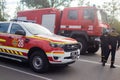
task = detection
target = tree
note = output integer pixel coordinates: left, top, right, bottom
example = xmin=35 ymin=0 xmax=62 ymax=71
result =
xmin=21 ymin=0 xmax=71 ymax=9
xmin=0 ymin=0 xmax=6 ymax=21
xmin=103 ymin=0 xmax=120 ymax=25
xmin=78 ymin=0 xmax=90 ymax=6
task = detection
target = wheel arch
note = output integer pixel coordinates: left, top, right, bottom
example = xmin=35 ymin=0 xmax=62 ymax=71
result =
xmin=70 ymin=31 xmax=89 ymax=41
xmin=28 ymin=47 xmax=48 ymax=59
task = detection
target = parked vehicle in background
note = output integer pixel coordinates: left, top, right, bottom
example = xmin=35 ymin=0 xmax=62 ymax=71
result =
xmin=17 ymin=6 xmax=109 ymax=54
xmin=0 ymin=22 xmax=80 ymax=72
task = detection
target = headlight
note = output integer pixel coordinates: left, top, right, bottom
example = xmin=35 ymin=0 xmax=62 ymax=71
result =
xmin=50 ymin=43 xmax=64 ymax=48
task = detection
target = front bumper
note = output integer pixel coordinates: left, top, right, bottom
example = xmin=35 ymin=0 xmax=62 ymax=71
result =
xmin=47 ymin=49 xmax=80 ymax=64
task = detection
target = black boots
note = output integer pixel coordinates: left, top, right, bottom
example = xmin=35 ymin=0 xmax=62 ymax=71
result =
xmin=102 ymin=61 xmax=105 ymax=66
xmin=110 ymin=62 xmax=116 ymax=68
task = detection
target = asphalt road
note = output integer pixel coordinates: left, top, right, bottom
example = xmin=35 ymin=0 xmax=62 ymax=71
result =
xmin=0 ymin=50 xmax=120 ymax=80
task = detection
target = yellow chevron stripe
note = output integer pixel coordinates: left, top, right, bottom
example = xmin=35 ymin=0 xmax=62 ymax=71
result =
xmin=14 ymin=51 xmax=19 ymax=55
xmin=19 ymin=52 xmax=23 ymax=56
xmin=0 ymin=49 xmax=2 ymax=52
xmin=6 ymin=49 xmax=10 ymax=53
xmin=0 ymin=49 xmax=23 ymax=56
xmin=0 ymin=39 xmax=6 ymax=42
xmin=9 ymin=50 xmax=14 ymax=54
xmin=2 ymin=49 xmax=5 ymax=52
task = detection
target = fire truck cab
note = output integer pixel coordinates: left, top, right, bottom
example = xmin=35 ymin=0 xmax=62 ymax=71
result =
xmin=17 ymin=6 xmax=108 ymax=54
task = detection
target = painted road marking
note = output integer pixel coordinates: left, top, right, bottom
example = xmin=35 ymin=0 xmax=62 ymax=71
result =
xmin=78 ymin=59 xmax=120 ymax=68
xmin=0 ymin=65 xmax=53 ymax=80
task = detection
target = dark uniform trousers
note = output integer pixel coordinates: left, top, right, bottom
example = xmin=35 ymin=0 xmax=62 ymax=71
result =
xmin=104 ymin=33 xmax=120 ymax=65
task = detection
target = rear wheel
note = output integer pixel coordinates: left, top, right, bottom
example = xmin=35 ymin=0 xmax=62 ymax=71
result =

▶ **Exercise**: Rewrite the material from its start through the line containing "xmin=0 ymin=50 xmax=120 ymax=80", both ends included, with "headlight" changed to "headlamp" and everything else unchanged. Leave the pictures out of your answer.

▶ **Result for this exercise**:
task = detection
target = tree
note = output integer pixel coordinates: left, top, right, bottom
example = xmin=35 ymin=0 xmax=62 ymax=71
result =
xmin=21 ymin=0 xmax=71 ymax=9
xmin=0 ymin=0 xmax=6 ymax=21
xmin=103 ymin=0 xmax=120 ymax=25
xmin=78 ymin=0 xmax=90 ymax=6
task = detection
target = wheel arch
note = output integer pixel coordinates: left, top, right, bottom
example = xmin=35 ymin=0 xmax=62 ymax=71
result =
xmin=70 ymin=31 xmax=89 ymax=41
xmin=28 ymin=47 xmax=48 ymax=59
task = detection
target = parked vehicle in background
note = output integer pixel coordinates: left, top, right, bottom
example = xmin=35 ymin=0 xmax=62 ymax=71
result =
xmin=17 ymin=6 xmax=109 ymax=54
xmin=0 ymin=22 xmax=80 ymax=72
task = detection
target = headlamp
note = output integer pixel coordinates: left, top, right, bottom
example = xmin=35 ymin=0 xmax=62 ymax=71
result =
xmin=50 ymin=43 xmax=64 ymax=48
task = detection
target = front bumper
note = output integer pixel coordinates: left, top, right, bottom
example = xmin=35 ymin=0 xmax=62 ymax=71
result =
xmin=47 ymin=49 xmax=80 ymax=64
task = detection
target = black boots
note = output integer pixel coordinates: left, top, right, bottom
example = xmin=35 ymin=0 xmax=62 ymax=71
result =
xmin=102 ymin=61 xmax=105 ymax=66
xmin=110 ymin=62 xmax=116 ymax=68
task = detection
target = asphalt road
note = output integer pixel coordinates: left, top, right, bottom
example = xmin=35 ymin=0 xmax=62 ymax=71
result =
xmin=0 ymin=50 xmax=120 ymax=80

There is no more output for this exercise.